_Stated goal A_: Write out, word for word, the lines of the listing starting with the line that contains "Category: player's hand" and going on through the end of the listing.

_Text provided_:
Points In History That Almost Caused World War III To Happen
Most of us don't have the security clearance necessary to access the drama the world goes through on a day-to-day basis. This makes it really easy to just chill at home in our underwear, watching Netflix and eating potato chips. Meanwhile, people working for the government are making split-second decisions that could affect all our lives.
Ignorance is bliss, but eventually things become unclassified, and people can learn just how close it all came to destruction. From nuclear missile false alarms to war games to countries in crisis, here are points in history that almost caused World War III to happen.
To wake or not to wake
Adults of a certain age might remember watching the movie "WarGames" as a kid. The film assumed that a computer program would be able to start a nuclear war. In 1983, this was a scary idea, but little did anyone watching it know they had come close to being vaporized a whole four years before because of a very similar circumstance.
According to Gizmodo, on the morning of November 9, 1979, the national security adviser to President Jimmy Carter was woken up with the information that everyone he ever knew and loved was very soon about to be dead. Zbigniew Brzezinski maybe took a minute to reflect on that, but then he had to decide what to do. While even one nuke headed for the U.S. would be bad, he was told there were 250 on their way. He got another call shortly after that, saying there were now 2,200 missiles. This might have been his first inkling that something was off, since even for the USSR that seems like (literal) overkill.
He didn't even bother waking up his wife because if you're about to be incinerated, you might as well have it happen while you're still happily dreaming. He had to decide whether to respond with force and wake up the president. Fortunately, a third call told him everything was probably cool. Carter never even had his zzz's disturbed, but a computer glitch had almost ended the world.
Cuba isn't all cigars and rum
Few things have brought us closer to another world war than the Cuban Missile Crisis. It was two huge nuclear states standing toe to toe, daring each other to blink. And it wasn't until 50 years after the 1962 drama that documents were finally declassified showing just how close things came.
According to the Christian Science Monitor, the problems started when the U.S. learned the USSR was putting nukes on Cuba. JFK could have ordered an airstrike, but instead he used the navy to blockade the island. If the Soviets had decided to breach that line of ships, World War III would have started. Fortunately, they decided to turn around, but it was a very close thing.
Some historians called it the most dangerous moment in history. The president's brother, Robert Kennedy, and the Soviet ambassador were locked in taut negotiations to defuse the situation. On Cuba, the USSR was rushing to complete the installation of the nukes in case they needed to use them. RFK said, "I felt on the edge of a precipice and it was as if there was no way off." He also believed that while the president was surrounded by intelligent, level-headed people, if any of them had been in charge we would have been at nuclear war with Russia sooner rather than later. It was only because JFK was calling the shots that everything turned out okay in what could have been the end of the world.

_Stated goal B_: Summarize the article on moments that nearly caused World War III in two sentences.

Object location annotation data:
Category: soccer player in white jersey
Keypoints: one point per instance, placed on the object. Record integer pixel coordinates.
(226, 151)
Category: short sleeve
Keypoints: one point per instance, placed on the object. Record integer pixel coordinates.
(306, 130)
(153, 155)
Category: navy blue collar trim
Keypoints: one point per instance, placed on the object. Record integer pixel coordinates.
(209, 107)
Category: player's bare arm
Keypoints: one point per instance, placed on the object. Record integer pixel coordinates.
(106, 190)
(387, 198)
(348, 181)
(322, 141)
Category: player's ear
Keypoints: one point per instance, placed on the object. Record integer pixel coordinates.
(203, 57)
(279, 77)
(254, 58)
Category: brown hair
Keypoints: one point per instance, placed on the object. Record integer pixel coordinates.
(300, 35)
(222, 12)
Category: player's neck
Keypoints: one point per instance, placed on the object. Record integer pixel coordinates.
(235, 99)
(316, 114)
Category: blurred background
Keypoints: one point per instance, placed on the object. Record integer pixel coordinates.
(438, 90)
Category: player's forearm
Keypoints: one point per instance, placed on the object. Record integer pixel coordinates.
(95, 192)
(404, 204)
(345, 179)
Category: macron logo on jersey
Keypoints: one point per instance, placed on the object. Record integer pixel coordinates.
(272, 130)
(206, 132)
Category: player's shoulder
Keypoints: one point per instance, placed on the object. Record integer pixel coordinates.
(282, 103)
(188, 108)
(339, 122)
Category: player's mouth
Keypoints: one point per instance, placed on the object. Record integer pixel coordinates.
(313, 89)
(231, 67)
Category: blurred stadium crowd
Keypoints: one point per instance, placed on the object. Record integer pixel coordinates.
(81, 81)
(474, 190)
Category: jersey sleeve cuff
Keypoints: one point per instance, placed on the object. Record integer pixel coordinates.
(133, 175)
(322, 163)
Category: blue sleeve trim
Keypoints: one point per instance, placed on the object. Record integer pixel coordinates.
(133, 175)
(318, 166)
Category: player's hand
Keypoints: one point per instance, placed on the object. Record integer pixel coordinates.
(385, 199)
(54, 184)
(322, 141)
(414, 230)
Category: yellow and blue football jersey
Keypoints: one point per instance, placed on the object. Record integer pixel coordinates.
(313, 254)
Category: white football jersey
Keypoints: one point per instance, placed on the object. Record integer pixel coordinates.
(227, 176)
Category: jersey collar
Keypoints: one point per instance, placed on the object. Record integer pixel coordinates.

_Exercise result A_:
Category: player's hand
Keypoints: one point per instance, placed on the object. Record integer pixel coordinates.
(385, 199)
(54, 184)
(322, 141)
(414, 230)
Category: yellow and blue football jersey
Keypoints: one point per instance, placed on the object. Record integer pixel coordinates.
(313, 254)
Category: white football jersey
Keypoints: one point per instance, placed on the object. Record integer pixel coordinates.
(227, 176)
Category: jersey collar
Keypoints: one point per instance, placed on the object. Record integer pixel coordinates.

_Exercise result B_: The article recounts moments in history, later declassified, when the world came close to World War III. On November 9, 1979, President Carter's national security adviser, Zbigniew Brzezinski, was told that hundreds and then thousands of missiles were incoming before the alarm turned out to be a computer glitch, and in the 1962 Cuban Missile Crisis, which some historians call the most dangerous moment in history, the Soviets chose to turn back rather than breach the U.S. naval blockade of Cuba.